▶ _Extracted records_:
__________________________________________________

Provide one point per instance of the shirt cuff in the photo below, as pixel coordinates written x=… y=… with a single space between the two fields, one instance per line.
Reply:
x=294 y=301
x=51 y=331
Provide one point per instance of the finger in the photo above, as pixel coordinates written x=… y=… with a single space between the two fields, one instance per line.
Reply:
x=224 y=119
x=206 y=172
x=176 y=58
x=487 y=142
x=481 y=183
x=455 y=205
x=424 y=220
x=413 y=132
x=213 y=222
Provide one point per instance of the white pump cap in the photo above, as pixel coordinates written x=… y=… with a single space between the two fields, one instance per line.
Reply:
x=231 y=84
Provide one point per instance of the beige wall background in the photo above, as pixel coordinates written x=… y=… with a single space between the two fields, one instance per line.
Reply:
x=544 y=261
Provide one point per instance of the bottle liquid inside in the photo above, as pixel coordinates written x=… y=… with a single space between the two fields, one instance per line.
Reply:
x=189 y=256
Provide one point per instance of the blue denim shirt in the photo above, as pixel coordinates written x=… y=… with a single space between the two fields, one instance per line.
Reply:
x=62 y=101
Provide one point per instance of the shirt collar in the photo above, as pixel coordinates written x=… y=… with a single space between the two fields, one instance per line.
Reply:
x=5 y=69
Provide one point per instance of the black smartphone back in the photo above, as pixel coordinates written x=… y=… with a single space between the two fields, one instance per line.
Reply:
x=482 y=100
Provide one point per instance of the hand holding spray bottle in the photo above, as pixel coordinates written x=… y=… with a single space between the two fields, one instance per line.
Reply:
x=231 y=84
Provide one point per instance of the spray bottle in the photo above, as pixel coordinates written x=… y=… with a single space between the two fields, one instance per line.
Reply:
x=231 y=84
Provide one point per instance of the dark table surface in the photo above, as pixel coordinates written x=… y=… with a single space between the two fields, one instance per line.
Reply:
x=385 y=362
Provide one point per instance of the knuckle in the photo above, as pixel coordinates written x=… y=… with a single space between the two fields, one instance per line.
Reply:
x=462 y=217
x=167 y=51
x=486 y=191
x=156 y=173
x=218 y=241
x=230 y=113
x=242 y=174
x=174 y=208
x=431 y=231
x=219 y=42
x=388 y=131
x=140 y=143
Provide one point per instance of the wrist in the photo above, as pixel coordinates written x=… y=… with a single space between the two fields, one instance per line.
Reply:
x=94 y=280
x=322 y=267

__________________________________________________

Reproduce the lines above verbatim, in their original order.

Provide one point per instance of the shirt cuff in the photo below, as pixel coordinates written x=… y=… with a single space between the two fields, one instance per line.
Reply:
x=294 y=301
x=51 y=331
Provide one point per instance of the finger in the photo above, as pixel coordinates written x=… y=… with a single space between the two fields, one instance per line.
Reply:
x=224 y=119
x=206 y=172
x=176 y=58
x=487 y=142
x=481 y=183
x=455 y=205
x=424 y=220
x=413 y=132
x=213 y=222
Provide one point per instance of the white pump cap in the photo above, as pixel coordinates written x=… y=… with a single space between the two fields, one instance per line.
Reply:
x=231 y=84
Provide one point per instance of the beige wall background in the photo above, as pixel coordinates written x=… y=… with a single space between the two fields, one instance per line.
Reply:
x=544 y=261
Provide one point per instance of the bottle liquid inside in the photo above, as pixel coordinates written x=… y=… with a single space between the two fields, one instance per line.
Reply:
x=189 y=256
Provide one point per instance of the blue denim shirt in the photo above, as pixel coordinates written x=… y=… with a single space between the two fields, one instance per line.
Reply:
x=62 y=101
Provide one point per instance of the shirt collar in the photo above, as pixel coordinates written x=… y=… with a single space between the two fields, one instance per line.
Reply:
x=5 y=69
Provide one point per instance of the black smartphone back in the photo above, as pixel coordinates written x=… y=… with a single space between the two fields, one instance per line.
Reply:
x=482 y=100
Provide one point per instance of the hand holding spray bottle in the photo above, as pixel coordinates written x=… y=… with a single space between the two fields, one instance per line.
Reply:
x=231 y=84
Provide one point per instance of the spray bottle in the photo above, as pixel coordinates written x=… y=… with a single space between the two fields, one instance per line.
Reply:
x=231 y=84
Provide one point per instance of the dark table surface in the photo above, as pixel coordinates written x=… y=… with a single space between the two fields, one instance per line.
Reply:
x=385 y=362
Provide one point per instance of the knuckle in the photo above, as pixel coordinates written x=… y=… with a single space between the two fields, one instance per line.
Reply:
x=462 y=217
x=167 y=51
x=486 y=191
x=156 y=173
x=218 y=241
x=230 y=113
x=242 y=174
x=174 y=208
x=431 y=231
x=219 y=42
x=388 y=131
x=140 y=143
Provide one point per instance of the wrist in the photo above, as pixel coordinates written x=… y=… with a single space between the two fields, one instance per line.
Reply:
x=94 y=280
x=322 y=267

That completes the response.